# Task requirements:
Would you output, exactly as written, the line with "In this picture, where can the pink" and all lines after it to the end of the data below, and no others?
[[ Extracted data, beginning ]]
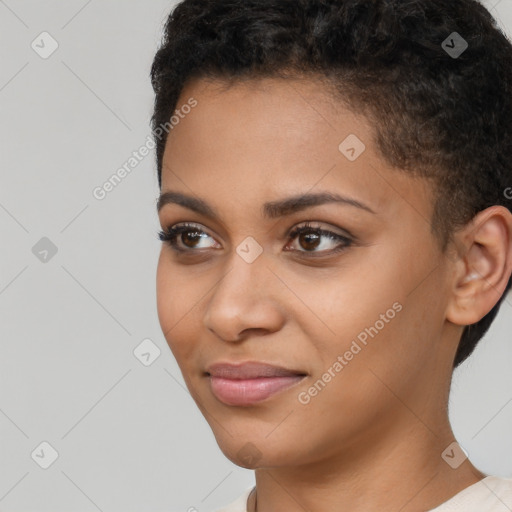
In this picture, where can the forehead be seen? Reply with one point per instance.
(265, 139)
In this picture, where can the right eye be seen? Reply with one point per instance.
(175, 234)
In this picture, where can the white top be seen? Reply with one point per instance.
(491, 494)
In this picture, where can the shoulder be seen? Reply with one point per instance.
(239, 504)
(491, 494)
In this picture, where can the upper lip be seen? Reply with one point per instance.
(250, 370)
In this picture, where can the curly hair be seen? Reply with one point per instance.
(444, 117)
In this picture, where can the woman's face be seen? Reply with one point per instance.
(363, 315)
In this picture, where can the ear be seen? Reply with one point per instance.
(483, 266)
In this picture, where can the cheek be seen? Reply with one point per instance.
(175, 305)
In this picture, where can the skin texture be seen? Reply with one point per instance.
(373, 437)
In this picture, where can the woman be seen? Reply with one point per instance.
(337, 239)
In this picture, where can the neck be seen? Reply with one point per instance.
(400, 470)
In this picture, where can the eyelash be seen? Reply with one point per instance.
(171, 234)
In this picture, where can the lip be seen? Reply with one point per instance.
(250, 370)
(250, 382)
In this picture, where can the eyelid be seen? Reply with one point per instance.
(345, 239)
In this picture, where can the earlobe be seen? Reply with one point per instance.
(482, 273)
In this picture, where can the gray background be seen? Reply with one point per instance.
(128, 436)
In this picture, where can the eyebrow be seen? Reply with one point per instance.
(271, 209)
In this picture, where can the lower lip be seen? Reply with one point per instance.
(250, 391)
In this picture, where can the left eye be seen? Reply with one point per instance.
(309, 236)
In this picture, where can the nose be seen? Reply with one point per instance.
(245, 301)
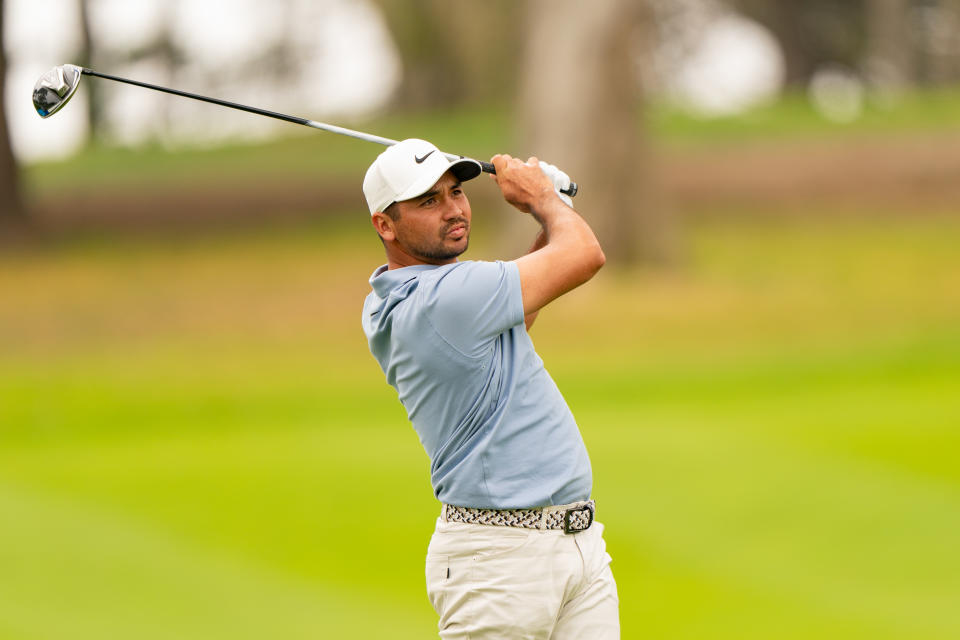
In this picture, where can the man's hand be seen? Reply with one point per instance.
(523, 184)
(567, 253)
(560, 180)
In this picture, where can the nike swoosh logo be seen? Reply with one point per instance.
(420, 160)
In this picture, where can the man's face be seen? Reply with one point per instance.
(433, 228)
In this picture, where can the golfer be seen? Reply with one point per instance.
(517, 552)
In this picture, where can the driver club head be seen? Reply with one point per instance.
(55, 88)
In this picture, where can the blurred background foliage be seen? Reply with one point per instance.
(193, 438)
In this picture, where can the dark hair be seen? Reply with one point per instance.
(393, 211)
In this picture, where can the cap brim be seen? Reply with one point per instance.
(463, 169)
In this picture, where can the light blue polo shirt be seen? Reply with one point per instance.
(452, 342)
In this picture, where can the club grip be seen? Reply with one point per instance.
(571, 191)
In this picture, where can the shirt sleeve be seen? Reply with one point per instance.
(474, 302)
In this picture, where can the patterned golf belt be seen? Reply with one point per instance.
(571, 518)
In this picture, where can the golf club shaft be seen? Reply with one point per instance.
(486, 166)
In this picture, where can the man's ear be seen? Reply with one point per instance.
(384, 226)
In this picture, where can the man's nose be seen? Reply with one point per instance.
(452, 209)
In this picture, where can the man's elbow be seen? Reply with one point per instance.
(597, 260)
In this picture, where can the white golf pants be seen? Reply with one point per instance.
(505, 582)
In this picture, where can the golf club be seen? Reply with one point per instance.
(55, 88)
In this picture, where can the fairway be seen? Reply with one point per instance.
(196, 443)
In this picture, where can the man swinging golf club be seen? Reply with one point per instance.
(516, 552)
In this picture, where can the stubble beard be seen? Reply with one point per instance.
(438, 252)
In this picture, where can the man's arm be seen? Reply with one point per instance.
(538, 243)
(570, 254)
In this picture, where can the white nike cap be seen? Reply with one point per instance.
(408, 169)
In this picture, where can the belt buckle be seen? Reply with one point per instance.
(569, 512)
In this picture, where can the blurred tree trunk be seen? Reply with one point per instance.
(890, 44)
(11, 205)
(454, 52)
(87, 58)
(580, 109)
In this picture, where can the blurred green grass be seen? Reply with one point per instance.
(194, 438)
(190, 424)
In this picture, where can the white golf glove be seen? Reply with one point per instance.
(560, 181)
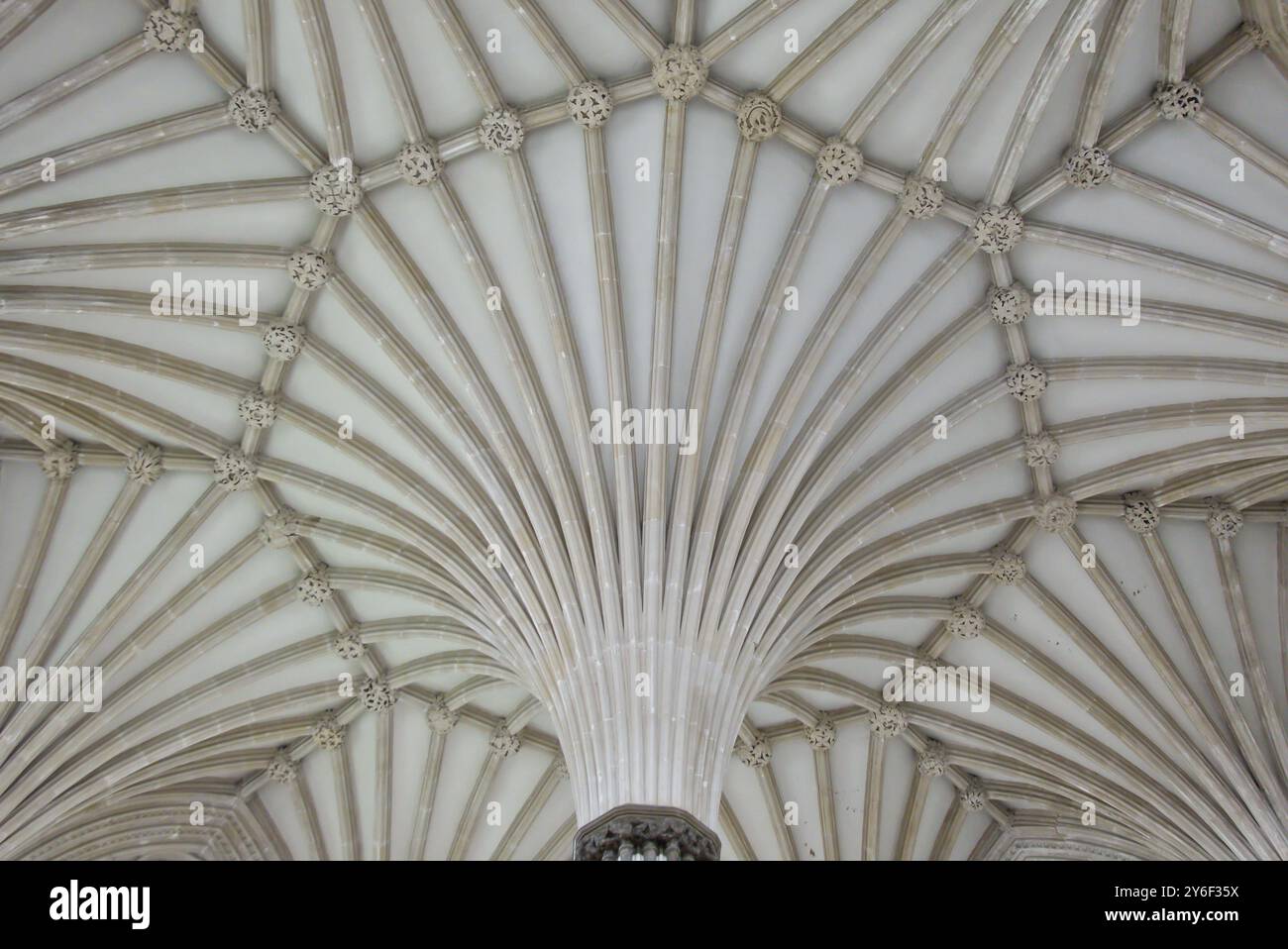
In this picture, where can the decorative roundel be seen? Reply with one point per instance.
(314, 587)
(441, 716)
(282, 342)
(502, 741)
(932, 761)
(309, 268)
(335, 189)
(1010, 305)
(1087, 167)
(759, 117)
(966, 621)
(1041, 450)
(501, 132)
(327, 731)
(1224, 520)
(1057, 512)
(235, 472)
(419, 162)
(1026, 382)
(376, 695)
(348, 647)
(756, 754)
(253, 110)
(282, 769)
(1177, 99)
(679, 72)
(921, 198)
(838, 162)
(590, 103)
(167, 31)
(888, 720)
(145, 465)
(997, 228)
(279, 529)
(1140, 512)
(1008, 567)
(60, 462)
(974, 795)
(258, 410)
(820, 734)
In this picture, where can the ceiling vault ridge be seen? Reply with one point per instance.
(643, 614)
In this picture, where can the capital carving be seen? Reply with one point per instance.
(645, 832)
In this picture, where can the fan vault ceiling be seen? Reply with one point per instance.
(365, 580)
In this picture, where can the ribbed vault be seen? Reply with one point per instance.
(364, 580)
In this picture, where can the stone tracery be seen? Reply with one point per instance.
(681, 73)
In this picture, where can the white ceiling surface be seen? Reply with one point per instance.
(1250, 94)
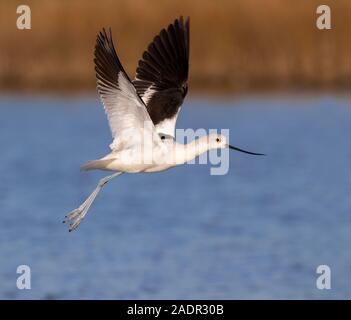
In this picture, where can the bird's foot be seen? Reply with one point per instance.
(76, 216)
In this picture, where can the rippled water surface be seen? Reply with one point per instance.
(258, 232)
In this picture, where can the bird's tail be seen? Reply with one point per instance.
(96, 165)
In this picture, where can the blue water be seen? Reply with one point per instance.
(258, 232)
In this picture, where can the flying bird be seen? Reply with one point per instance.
(142, 113)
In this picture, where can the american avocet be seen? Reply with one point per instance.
(142, 113)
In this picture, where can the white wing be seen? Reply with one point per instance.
(125, 111)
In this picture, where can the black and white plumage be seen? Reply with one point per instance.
(147, 107)
(162, 75)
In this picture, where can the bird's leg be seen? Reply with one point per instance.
(76, 216)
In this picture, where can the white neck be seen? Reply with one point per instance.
(188, 152)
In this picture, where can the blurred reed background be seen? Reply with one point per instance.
(236, 45)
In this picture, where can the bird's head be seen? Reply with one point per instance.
(219, 141)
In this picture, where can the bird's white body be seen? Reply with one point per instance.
(142, 113)
(154, 157)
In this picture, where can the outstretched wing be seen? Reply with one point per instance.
(162, 75)
(125, 110)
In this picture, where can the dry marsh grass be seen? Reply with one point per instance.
(235, 45)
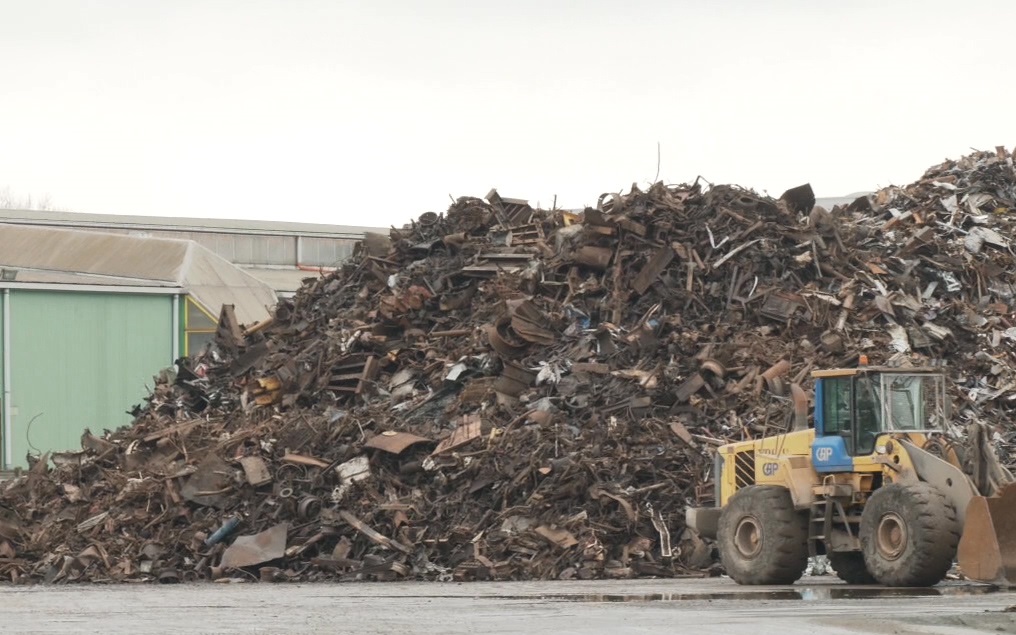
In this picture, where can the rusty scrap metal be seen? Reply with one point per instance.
(504, 392)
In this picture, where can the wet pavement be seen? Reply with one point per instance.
(710, 606)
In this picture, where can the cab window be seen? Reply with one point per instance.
(836, 399)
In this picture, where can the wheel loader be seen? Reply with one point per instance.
(880, 483)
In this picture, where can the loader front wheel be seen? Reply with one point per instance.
(908, 534)
(850, 567)
(762, 538)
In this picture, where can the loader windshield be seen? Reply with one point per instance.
(912, 402)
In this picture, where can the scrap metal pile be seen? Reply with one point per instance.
(516, 393)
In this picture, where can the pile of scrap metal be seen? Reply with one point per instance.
(502, 392)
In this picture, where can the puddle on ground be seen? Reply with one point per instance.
(807, 593)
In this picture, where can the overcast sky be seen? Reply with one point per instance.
(371, 113)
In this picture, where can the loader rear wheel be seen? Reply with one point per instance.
(850, 567)
(762, 538)
(908, 534)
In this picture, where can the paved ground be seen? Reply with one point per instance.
(716, 606)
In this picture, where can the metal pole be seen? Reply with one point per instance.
(8, 441)
(176, 328)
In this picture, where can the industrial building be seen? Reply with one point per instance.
(279, 254)
(88, 317)
(93, 306)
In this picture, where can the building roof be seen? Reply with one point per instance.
(59, 256)
(224, 226)
(283, 280)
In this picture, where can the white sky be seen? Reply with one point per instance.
(371, 113)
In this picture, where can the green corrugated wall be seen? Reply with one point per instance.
(81, 360)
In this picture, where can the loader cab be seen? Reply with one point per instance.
(854, 406)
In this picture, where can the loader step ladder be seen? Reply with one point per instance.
(825, 510)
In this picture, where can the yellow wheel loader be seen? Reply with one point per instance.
(881, 485)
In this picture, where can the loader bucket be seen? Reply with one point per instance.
(988, 547)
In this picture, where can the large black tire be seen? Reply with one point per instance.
(762, 538)
(908, 534)
(850, 567)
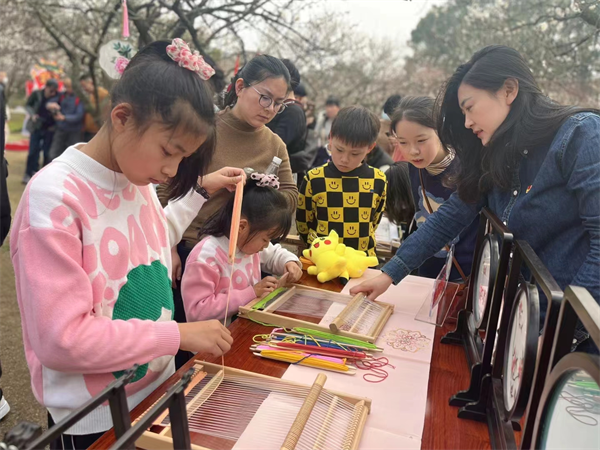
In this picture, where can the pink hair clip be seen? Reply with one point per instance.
(180, 52)
(264, 180)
[[ Extracted data, end ]]
# Output for this task:
In this picture, where can the pink hair clip be seen? Reply with one point per instance.
(180, 52)
(264, 180)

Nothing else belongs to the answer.